▶ [SELECTED PASSAGE]:
------------------------------

Hi Martin,

now I have some time to explain the problem. I will try to start a more comprehensive explanation than usual about the i18n implementation of OpenCA.

the current OpenCA::DBI tries to set the character set using the 'SET NAMES'
SQL command from the local locale. This SQL command is not supported
by Oracle (version 9.2).

Instead, Oracle uses either
'ALTER DATABASE <dbname> CHARACTER SET <charset>' or
'ALTER DATABASE <dbname> NATIONAL CHARACTER SET <national charset>'
to *permanently* set the desired character set for the database.

Now it would of course be easy to simply issue the commands manually
in the SQL monitor and ignore OpenCA's complaining about the failed
'SET NAMES' command.

Before doing so I was wondering to which character set I should set
the database - ISO-8859-1 would work fine for Germany but surely would
produce problems in, say, eastern Europe.

Any ideas? How about UTF8? Will OpenCA be able to handle this
correctly?

By the way: what is the point in setting the character set in the
Database depending on the current locale?

The system administrator might decide to change the locale for the
system, so this could influence all data in the database as well
if I am not completely wrong.

Generally we must support all languages because a university like mine needs to give the user the chance to use it's own native language if it is available (we call this service :) ).


Today
-----

web browser --> apache --> openca --> database

1. The web browser uses the encoding of the OpenCA language.
2. We try to set the database to the encoding of the OpenCA language.
3. The content in the database is encoded with used language encoding.

Problems:
1. What happens if a japanese guy inserts data with EUC-JP and the RA Operator uses ISO-8859-1?

------------------------------

▶ [LISTED ENTRIES]:

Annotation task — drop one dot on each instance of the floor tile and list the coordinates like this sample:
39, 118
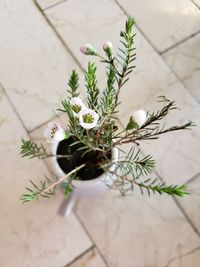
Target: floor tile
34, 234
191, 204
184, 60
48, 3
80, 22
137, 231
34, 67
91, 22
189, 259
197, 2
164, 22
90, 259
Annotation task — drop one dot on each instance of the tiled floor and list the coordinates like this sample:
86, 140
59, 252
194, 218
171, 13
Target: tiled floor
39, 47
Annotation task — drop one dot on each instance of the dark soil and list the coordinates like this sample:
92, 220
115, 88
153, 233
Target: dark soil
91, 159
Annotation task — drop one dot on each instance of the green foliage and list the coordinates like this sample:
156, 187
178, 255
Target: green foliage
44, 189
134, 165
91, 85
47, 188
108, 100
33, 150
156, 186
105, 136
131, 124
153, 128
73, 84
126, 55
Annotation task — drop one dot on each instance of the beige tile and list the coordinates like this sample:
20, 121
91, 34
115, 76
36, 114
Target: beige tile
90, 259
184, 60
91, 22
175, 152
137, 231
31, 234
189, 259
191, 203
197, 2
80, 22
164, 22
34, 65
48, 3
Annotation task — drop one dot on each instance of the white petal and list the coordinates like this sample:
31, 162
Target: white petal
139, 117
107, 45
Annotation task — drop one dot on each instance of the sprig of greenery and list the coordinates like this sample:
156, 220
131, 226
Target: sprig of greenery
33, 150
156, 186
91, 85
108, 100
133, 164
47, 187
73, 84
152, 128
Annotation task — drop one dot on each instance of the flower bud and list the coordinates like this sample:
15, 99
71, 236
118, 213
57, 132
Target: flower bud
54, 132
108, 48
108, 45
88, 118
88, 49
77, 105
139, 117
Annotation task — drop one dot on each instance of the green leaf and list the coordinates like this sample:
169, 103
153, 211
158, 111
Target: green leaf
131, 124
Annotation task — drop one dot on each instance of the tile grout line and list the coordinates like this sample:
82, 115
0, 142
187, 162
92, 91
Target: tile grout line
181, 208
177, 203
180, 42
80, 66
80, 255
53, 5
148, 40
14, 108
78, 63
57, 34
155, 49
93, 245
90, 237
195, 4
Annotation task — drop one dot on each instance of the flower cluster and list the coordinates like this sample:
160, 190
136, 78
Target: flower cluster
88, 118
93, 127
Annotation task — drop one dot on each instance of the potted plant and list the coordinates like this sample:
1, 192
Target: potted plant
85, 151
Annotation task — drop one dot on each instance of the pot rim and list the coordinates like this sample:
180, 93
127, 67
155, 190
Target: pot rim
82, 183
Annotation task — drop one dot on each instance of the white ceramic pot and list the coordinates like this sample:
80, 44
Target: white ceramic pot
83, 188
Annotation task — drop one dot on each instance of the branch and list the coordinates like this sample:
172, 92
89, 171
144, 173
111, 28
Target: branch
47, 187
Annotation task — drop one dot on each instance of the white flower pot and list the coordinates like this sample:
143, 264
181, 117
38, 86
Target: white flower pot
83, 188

------------------------------

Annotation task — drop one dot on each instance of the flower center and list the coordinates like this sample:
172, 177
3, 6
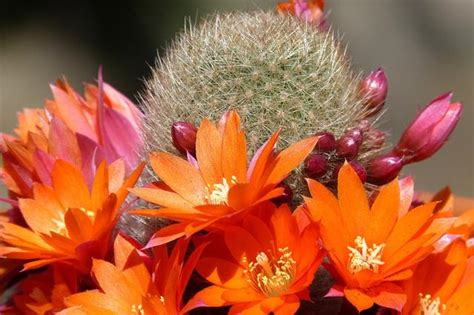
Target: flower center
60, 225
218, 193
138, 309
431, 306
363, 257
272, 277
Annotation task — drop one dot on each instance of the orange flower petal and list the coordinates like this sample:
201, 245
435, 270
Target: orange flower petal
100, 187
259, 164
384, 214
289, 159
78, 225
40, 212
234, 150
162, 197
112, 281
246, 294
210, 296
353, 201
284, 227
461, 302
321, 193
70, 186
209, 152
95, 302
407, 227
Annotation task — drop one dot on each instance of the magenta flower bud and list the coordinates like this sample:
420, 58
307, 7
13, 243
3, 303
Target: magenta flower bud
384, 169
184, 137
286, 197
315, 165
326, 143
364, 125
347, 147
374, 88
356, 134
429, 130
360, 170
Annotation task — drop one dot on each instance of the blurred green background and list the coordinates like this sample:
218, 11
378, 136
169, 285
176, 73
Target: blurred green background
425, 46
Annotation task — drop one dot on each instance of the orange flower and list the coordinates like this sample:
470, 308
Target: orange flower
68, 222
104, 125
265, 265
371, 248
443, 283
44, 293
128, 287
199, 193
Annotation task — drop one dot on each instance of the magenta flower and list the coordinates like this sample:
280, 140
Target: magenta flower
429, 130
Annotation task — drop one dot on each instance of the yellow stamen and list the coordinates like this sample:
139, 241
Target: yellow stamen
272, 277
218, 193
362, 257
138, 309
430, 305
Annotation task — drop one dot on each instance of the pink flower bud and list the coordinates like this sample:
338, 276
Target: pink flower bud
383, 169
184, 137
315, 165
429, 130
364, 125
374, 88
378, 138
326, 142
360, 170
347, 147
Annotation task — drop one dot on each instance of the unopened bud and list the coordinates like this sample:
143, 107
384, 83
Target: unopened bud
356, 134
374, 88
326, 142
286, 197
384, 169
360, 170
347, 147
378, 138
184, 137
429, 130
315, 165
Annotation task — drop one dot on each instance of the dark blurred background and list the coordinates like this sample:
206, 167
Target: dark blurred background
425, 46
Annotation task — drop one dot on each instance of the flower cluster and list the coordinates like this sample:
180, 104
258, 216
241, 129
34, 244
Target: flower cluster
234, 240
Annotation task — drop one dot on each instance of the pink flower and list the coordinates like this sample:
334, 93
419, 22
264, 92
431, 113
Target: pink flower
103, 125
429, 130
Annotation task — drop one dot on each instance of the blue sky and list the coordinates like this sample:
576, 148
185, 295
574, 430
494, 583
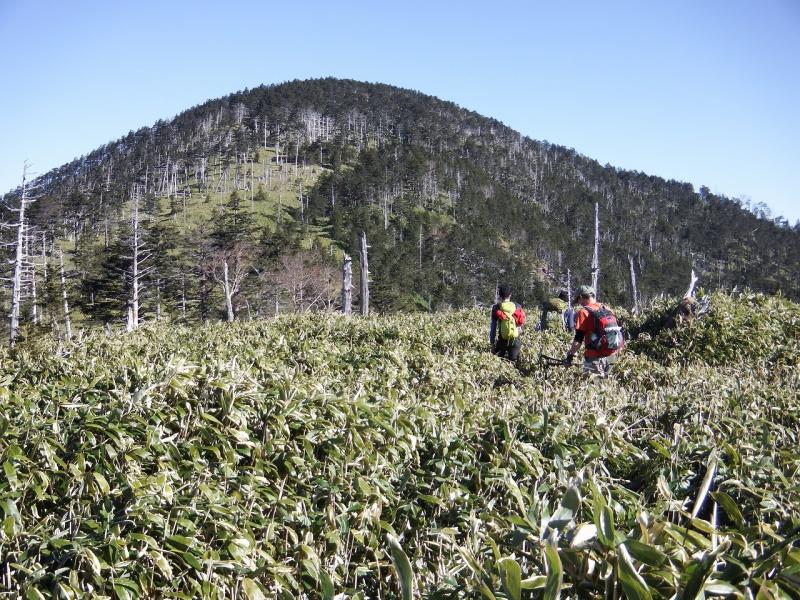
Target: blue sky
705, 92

------------------------------

▶ [GIVEN PROBLEM]: Transcribe the part of the OpenCA character-set email starting at "The system administrator" and ending at "uses the encoding of the OpenCA language.".

▶ [OUTPUT BELOW]:
The system administrator might decide to change the locale for the
system, so this could influence all data in the database as well
if I am not completely wrong.

Generally we must support all languages because a university like mine needs to give the user the chance to use it's own native language if it is available (we call this service :) ).


Today
-----

web browser --> apache --> openca --> database

1. The web browser uses the encoding of the OpenCA language.